* Compito 1: Raccogli tutte le righe dei record che contengono la parola "road", tenendo conto di maiuscole e minuscole.

* Estratto del testo:
● ● ● ● ● ● ●
Un nuovo parco nazionale è stato appena aperto in Madagascar: sono 31.160 ettari, con 40 chilometri di sentieri per le escursioni e quattro zone per il campeggio. Si trova a Andringitra, una zona che contiene già due altri parchi assai noti, quelli di Ranomafana e di Isalo. La flora è molto varia, dato che si passa dalla foresta umida di tipo tropicale alle praterie di montagna; e la fauna contiene specie che non esistono in alcuna altra parte del mondo. Il Madagascar, come noto, si staccò dalla piattaforma africana 50 milioni di anni fa e questo ha permesso l'evoluzione per isolamento di piante e animali unici. Ma l'aspetto forse più interessante del nuovo parco è il coinvolgimento diretto delle popolazioni locali. Nell'area ci sono 196 villaggi, dove vivono 15 mila persone delle comunità Betsileo, Bara e Tanala. Fin dall'inizio, nel 1993, il parco è stato progettato dalle autorità nazionali e dal Wwf prevedendo la partecipazione degli abitanti nelle scelte di conservazione e nella gestione. Già negli altri parchi, del resto, le guide e i naturalisti sono tutti dei locali; ne traggono lavoro, ma anche portano la loro conoscenza della natura. 
La scelta di puntare sull'ecoturismo come importante risorsa economica del paese è divenuta una politica nazionale, anche correggendo scelte precedenti che avevano trasformato le isolette del nord in orribili stazioni balneari. Quanto al Wwf, da tempo ha scelto in Africa di puntare sulla gente locale, anche di fronte al fallimento sociale di altre esperienze dove le riserve chiuse e segregate (talora persino protette da guardie armate) le aveva rese oggettivamente e soggettivamente nemiche delle popolazioni: un branco di elefanti che attraversa un campo di mais può distruggere il lavoro di un anno e se quei simpatici animali non possono nemmeno essere allontanati, è inevitabile che vengano percepiti come una minaccia e un'ingiustizia, a solo consumo dei turisti occidentali.
● ● ● ● ● ● ●
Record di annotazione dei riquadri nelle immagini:
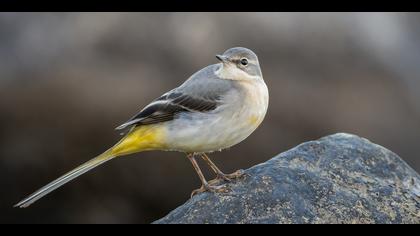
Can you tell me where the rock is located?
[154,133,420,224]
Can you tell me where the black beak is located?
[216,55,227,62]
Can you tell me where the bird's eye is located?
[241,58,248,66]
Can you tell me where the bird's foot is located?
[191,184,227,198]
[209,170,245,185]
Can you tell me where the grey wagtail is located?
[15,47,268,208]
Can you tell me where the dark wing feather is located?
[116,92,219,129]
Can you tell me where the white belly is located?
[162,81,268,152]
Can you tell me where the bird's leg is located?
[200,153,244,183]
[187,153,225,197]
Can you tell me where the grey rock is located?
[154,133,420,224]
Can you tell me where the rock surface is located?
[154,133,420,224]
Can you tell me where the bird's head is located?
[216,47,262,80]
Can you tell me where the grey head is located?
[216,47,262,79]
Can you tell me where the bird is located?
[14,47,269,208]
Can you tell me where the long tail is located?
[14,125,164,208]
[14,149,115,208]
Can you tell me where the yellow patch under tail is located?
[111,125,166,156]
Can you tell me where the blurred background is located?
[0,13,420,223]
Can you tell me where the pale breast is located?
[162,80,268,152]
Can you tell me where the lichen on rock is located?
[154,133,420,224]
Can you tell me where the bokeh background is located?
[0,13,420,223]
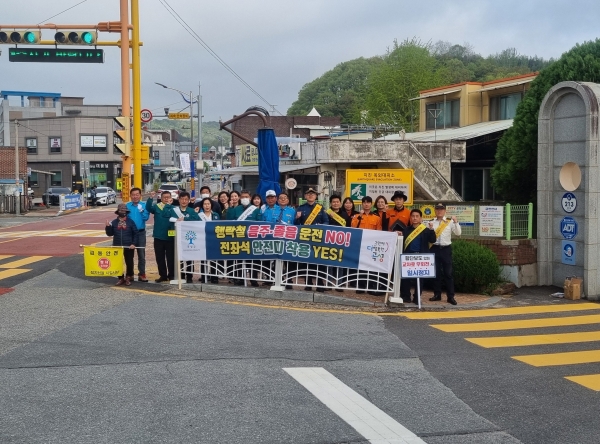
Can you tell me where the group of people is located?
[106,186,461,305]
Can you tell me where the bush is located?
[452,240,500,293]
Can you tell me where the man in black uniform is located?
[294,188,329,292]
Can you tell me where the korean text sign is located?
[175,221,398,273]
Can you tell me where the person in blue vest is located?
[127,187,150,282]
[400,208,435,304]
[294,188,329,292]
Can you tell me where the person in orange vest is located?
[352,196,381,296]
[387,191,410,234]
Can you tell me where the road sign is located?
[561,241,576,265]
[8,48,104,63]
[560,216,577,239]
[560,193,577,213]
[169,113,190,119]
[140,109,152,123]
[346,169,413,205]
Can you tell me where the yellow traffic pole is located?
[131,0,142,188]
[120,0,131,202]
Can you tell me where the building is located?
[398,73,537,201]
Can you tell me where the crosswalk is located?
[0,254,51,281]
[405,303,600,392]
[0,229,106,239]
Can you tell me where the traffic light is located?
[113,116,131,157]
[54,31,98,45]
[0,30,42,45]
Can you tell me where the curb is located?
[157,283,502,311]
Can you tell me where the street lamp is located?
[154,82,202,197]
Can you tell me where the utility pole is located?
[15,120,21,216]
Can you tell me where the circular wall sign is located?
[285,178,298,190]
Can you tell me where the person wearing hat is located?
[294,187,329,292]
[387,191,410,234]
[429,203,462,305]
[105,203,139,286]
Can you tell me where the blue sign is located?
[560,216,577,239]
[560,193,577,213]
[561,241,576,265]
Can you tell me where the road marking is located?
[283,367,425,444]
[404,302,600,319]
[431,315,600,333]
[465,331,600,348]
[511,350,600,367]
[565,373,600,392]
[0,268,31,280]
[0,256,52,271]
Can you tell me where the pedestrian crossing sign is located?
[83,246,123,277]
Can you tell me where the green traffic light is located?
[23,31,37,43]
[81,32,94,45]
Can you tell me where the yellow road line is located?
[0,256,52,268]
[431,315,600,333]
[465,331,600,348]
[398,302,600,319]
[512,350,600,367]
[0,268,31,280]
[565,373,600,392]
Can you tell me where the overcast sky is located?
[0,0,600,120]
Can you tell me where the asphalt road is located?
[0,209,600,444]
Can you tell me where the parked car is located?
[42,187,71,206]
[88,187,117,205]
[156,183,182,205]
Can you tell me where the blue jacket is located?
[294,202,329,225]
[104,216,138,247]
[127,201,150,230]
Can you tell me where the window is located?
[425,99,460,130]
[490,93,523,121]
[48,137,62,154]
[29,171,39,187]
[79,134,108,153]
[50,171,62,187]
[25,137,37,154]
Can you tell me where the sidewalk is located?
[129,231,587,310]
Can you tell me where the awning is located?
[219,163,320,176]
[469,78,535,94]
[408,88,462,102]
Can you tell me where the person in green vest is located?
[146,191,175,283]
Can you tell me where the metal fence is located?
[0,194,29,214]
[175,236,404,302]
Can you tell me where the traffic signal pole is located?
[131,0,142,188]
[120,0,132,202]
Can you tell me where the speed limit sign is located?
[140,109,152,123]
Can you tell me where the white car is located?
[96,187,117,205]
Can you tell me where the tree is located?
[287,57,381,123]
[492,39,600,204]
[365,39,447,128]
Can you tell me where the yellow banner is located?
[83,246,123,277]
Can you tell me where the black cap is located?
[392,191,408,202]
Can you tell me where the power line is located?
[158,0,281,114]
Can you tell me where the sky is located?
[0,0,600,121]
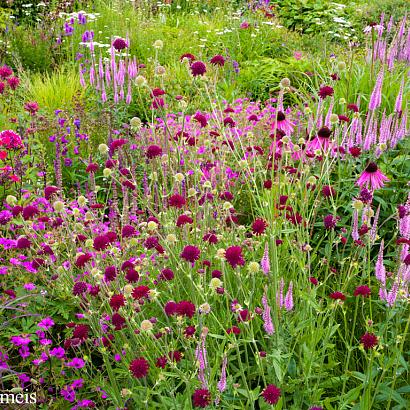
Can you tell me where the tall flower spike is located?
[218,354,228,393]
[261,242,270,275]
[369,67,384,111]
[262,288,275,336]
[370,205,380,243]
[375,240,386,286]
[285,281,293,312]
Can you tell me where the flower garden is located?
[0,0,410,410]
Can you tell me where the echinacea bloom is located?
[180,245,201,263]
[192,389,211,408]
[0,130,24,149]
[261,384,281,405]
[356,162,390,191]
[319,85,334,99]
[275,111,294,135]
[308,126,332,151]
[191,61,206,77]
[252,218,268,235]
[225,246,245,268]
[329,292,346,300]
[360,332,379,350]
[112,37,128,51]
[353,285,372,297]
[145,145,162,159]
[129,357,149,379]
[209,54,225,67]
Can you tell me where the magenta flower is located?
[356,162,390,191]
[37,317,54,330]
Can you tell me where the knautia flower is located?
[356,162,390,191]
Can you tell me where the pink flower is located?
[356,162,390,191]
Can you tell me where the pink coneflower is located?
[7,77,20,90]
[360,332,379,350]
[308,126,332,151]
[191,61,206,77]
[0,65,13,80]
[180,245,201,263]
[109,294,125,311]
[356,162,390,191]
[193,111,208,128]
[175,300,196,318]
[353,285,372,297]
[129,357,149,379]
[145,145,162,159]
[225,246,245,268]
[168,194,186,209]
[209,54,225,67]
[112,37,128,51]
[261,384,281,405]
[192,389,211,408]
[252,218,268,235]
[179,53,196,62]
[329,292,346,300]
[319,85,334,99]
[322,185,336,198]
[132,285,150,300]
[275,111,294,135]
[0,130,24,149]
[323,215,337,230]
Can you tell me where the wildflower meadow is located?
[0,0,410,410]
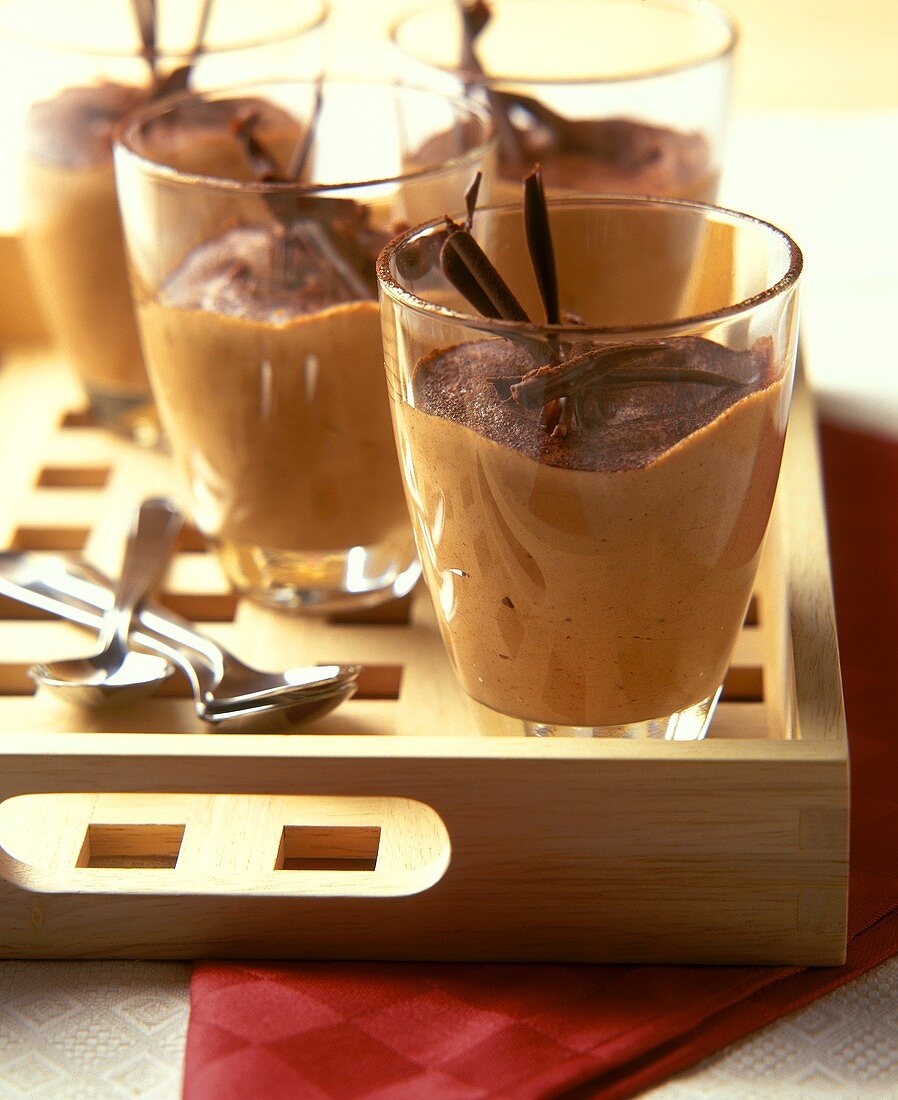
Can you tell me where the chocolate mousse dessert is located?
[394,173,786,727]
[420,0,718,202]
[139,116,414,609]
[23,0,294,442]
● ● ● ● ● ● ●
* Compito 2: Riprendi il testo sul nuovo parco nazionale in Madagascar e proseguilo dal punto in cui si interrompe.

* Risposta 1:
Can you tell me where the road sign is located?
Can you tell me where the road marking is located?
Can you tell me where the yellow road line is located?
Can you tell me where the asphalt road is located?

* Risposta 2:
Ancora in Madagascar, segnala l'Environment News Service, è intanto partita una battuta di "caccia" a una specie di lemuri assai rara. Nella foresta di Mahatsinjo, a sud della capitale Antananarivo, i ricercatori della Duke university stanno cercando di recuperare cinque lèmuri che si trovano in una zona soggetta a tagli e coltivazioni. Si tratta di sifakas con il diadema, il più grande lèmure vivente, caratterizzato da un pelo lussureggiante di colori: giallo, arancio, grigio, bianco e nero. Il Centro di quella università ospita il maggior numero al mondo di primati minacciati di estinzione. Per molti di loro l'unica speranza di sopravvivenza è di realizzare, temporaneamente, un allevamento in cattività, che rialzi il numero degli individui. Proprio questo è lo scopo della "caccia" ai sifaka, nella speranza che tra i cinque ci sia almeno una ragazza che potrebbe trovare gradevole la compagnia di Romeo, un sifaka maschio che vive nel centro oramai da sei anni, ma senza avere avuto sinora alcuna possibilità di diventare padre.